Dokument
Marketing V

Marketing orientiert sich an den Bedürfnissen der Kunden/Konsumenten, und befriedigt sie renditeorientiertvon

von Daniel Louis Meili

Im letzten Artikel (Heft 101) haben wir das Optimieren der Wertschöpfung mit auf einander abgestimmten Elementen (Produkten/Dienstleistungen) diskutiert. Frage: Welche Wertschöpfungs-Strategie verfolgt Ihr Fitness-Unternehmen?

A: Operieren Sie nach dem Prinzip, dass jede einzelne Leistung ihren Preis hat und dem Konsumenten auch fakturiert wird? Rentiert Ihr Betrieb? Bravo, dann haben Sie Konsumenten angesprochen und gewonnen, die genau wissen was sie wollen, und Sie haben Leistungen entwickelt, die ihren Preis wert sind. Sie müssen nicht mehr weiter lesen; pflegen Sie Ihre Kundschaft!

Bereitgestellte Einträge
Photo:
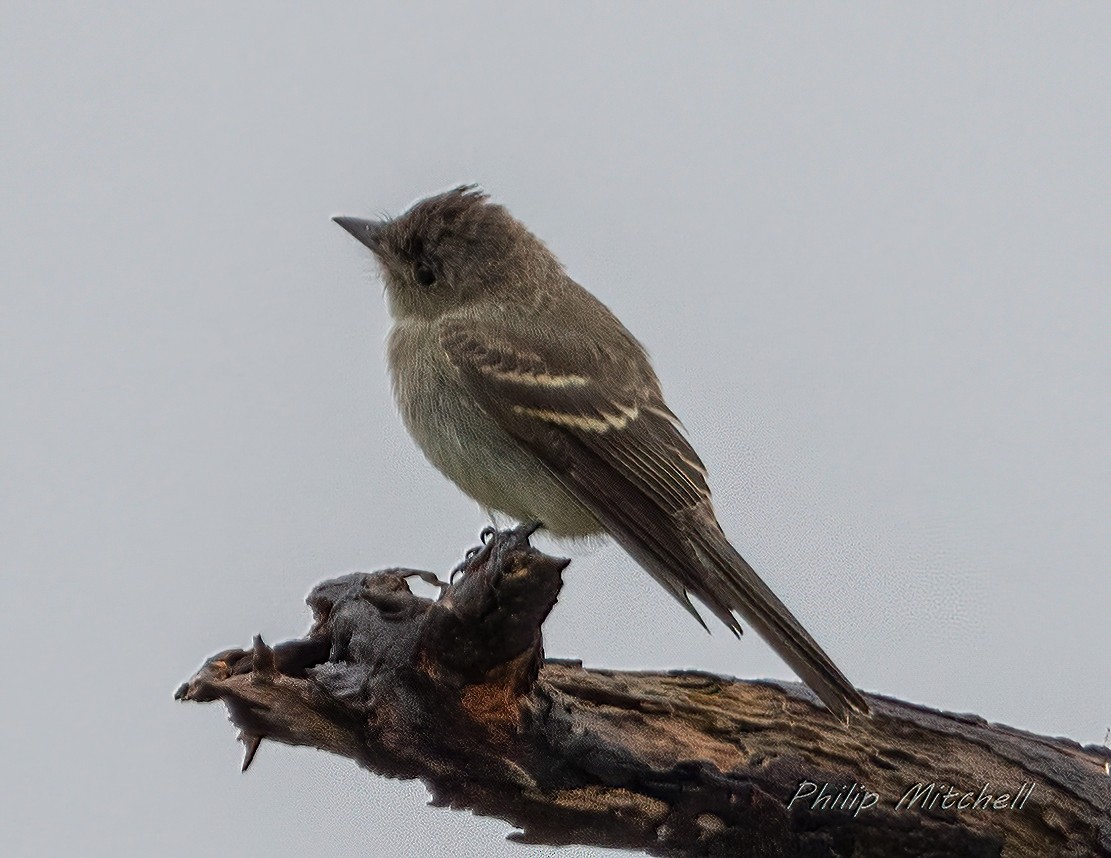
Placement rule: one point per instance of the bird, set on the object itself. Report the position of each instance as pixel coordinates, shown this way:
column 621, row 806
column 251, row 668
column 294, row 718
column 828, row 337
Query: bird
column 527, row 391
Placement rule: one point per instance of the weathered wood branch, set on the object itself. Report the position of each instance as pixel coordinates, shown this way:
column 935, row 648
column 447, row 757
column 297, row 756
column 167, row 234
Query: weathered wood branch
column 457, row 692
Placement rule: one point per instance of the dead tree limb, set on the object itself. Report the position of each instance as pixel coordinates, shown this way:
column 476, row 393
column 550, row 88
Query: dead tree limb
column 457, row 692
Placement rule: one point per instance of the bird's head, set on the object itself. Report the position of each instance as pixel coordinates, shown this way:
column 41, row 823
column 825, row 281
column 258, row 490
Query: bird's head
column 452, row 249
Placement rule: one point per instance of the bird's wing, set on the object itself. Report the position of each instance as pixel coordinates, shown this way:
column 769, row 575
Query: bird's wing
column 598, row 420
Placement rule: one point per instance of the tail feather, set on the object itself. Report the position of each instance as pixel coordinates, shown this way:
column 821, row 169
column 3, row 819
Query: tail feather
column 734, row 586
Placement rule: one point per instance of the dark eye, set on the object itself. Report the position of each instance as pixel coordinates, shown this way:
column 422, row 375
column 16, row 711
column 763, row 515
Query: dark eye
column 424, row 276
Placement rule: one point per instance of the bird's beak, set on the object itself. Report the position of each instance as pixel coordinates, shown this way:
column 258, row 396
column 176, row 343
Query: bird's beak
column 366, row 231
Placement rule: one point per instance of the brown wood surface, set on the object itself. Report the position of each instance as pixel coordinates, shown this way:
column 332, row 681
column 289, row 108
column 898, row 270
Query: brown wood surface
column 457, row 692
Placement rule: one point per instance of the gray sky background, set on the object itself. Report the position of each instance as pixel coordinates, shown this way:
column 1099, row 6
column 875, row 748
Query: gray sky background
column 868, row 247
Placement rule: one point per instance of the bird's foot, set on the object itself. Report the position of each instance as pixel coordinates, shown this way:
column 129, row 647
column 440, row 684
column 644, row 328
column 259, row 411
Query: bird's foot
column 476, row 556
column 480, row 554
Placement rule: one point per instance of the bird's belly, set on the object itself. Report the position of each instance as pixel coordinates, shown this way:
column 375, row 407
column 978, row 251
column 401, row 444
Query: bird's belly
column 470, row 449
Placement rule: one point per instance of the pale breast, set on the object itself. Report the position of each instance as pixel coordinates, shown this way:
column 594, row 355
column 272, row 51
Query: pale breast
column 467, row 446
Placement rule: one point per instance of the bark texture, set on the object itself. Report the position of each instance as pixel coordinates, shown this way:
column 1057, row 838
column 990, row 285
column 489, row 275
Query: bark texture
column 456, row 691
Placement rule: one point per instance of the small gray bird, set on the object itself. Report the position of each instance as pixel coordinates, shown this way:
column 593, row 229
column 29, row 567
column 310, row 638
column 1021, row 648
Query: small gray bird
column 527, row 392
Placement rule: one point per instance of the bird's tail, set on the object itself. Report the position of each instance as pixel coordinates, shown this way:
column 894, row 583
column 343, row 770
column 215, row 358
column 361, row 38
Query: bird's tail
column 734, row 586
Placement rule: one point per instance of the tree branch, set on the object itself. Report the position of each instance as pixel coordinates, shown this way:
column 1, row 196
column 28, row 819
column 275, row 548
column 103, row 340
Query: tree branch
column 457, row 692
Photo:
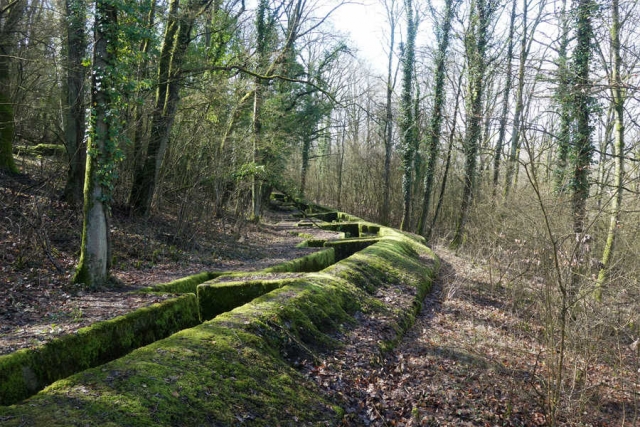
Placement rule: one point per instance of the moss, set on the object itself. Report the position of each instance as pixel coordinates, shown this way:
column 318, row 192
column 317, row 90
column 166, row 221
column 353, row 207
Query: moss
column 347, row 247
column 351, row 229
column 216, row 298
column 309, row 263
column 26, row 371
column 236, row 368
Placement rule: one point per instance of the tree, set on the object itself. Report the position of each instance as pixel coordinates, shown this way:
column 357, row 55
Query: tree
column 525, row 47
column 391, row 11
column 11, row 12
column 505, row 99
column 563, row 96
column 618, row 97
column 476, row 42
column 435, row 124
column 74, row 20
column 407, row 119
column 176, row 41
column 93, row 267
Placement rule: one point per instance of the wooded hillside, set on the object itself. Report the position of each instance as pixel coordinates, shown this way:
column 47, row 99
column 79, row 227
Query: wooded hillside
column 505, row 129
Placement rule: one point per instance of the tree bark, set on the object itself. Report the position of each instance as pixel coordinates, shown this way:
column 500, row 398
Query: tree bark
column 505, row 101
column 11, row 13
column 477, row 41
column 75, row 17
column 176, row 41
column 581, row 141
column 407, row 124
column 388, row 138
column 618, row 96
column 93, row 267
column 512, row 163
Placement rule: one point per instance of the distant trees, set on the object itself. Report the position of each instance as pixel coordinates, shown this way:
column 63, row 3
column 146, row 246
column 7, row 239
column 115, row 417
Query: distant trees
column 407, row 126
column 11, row 13
column 476, row 43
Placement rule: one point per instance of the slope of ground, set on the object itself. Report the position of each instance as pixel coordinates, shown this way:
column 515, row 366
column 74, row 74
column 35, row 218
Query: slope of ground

Zu bearbeitende Aufgaben
1. Führe alle Fragesätze auf, die im Marketing-Artikel stehen.
2. Gib an, in welchem Heft laut dem Marketing-Artikel der letzte Artikel erschienen ist.
3. Kopiere aus dem Marketing-Artikel wortgetreu den Abschnitt, der mit den Worten „von Daniel Louis“ beginnt und mit „Sie Ihre Kundschaft!“ endet.

Lösungen
1.
- Welche Wertschöpfungs-Strategie verfolgt Ihr Fitness-Unternehmen?
- Operieren Sie nach dem Prinzip, dass jede einzelne Leistung ihren Preis hat und dem Konsumenten auch fakturiert wird?
- Rentiert Ihr Betrieb?

2. In Heft 101.

3.
von Daniel Louis Meili

Im letzten Artikel (Heft 101) haben wir das Optimieren der Wertschöpfung mit auf einander abgestimmten Elementen (Produkten/Dienstleistungen) diskutiert. Frage: Welche Wertschöpfungs-Strategie verfolgt Ihr Fitness-Unternehmen?

A: Operieren Sie nach dem Prinzip, dass jede einzelne Leistung ihren Preis hat und dem Konsumenten auch fakturiert wird? Rentiert Ihr Betrieb? Bravo, dann haben Sie Konsumenten angesprochen und gewonnen, die genau wissen was sie wollen, und Sie haben Leistungen entwickelt, die ihren Preis wert sind. Sie müssen nicht mehr weiter lesen; pflegen Sie Ihre Kundschaft!